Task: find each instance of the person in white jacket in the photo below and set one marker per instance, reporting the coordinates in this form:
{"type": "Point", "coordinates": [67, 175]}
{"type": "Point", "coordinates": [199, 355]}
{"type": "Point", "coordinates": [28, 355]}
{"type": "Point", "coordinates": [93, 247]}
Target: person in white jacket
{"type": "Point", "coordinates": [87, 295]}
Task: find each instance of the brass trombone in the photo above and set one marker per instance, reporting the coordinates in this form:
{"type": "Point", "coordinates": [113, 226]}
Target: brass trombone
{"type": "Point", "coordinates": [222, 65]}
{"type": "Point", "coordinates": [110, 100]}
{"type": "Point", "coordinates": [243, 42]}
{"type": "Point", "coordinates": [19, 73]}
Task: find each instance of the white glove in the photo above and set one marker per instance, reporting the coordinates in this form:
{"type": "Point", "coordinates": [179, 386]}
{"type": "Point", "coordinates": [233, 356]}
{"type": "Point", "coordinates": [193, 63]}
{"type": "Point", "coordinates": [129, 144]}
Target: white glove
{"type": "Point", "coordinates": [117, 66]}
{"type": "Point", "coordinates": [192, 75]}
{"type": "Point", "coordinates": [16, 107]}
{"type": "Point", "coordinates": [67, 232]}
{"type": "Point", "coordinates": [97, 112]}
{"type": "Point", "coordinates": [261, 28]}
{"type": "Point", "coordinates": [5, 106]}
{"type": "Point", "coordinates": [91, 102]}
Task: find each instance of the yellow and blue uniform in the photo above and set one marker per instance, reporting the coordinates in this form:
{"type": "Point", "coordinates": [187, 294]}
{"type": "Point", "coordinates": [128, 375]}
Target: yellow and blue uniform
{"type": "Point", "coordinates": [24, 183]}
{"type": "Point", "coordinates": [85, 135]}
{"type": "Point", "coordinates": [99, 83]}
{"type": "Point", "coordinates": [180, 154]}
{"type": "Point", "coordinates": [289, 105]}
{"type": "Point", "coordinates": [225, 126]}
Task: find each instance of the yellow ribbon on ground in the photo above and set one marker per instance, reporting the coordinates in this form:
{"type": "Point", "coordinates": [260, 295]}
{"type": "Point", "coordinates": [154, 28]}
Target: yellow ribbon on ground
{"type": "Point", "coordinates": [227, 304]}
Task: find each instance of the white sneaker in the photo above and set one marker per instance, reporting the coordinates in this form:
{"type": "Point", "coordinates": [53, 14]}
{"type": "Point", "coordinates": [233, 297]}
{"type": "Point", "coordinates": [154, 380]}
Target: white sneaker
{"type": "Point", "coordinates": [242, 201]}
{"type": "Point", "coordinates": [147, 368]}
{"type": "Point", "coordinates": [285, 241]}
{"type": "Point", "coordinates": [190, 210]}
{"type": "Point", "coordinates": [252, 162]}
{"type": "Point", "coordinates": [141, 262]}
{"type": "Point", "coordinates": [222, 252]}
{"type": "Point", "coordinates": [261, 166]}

• • • •

### STATED PROBLEM
Write out the lines from the start through the line containing "Target: person in white jacket", changing "marker" to "pin" and leaving everything else the same. Give only those lines.

### SOLVED PROBLEM
Task: find each instance of the person in white jacket in the photo below and set one pin per instance, reporting the coordinates in this form:
{"type": "Point", "coordinates": [67, 175]}
{"type": "Point", "coordinates": [199, 355]}
{"type": "Point", "coordinates": [28, 355]}
{"type": "Point", "coordinates": [93, 247]}
Target: person in white jacket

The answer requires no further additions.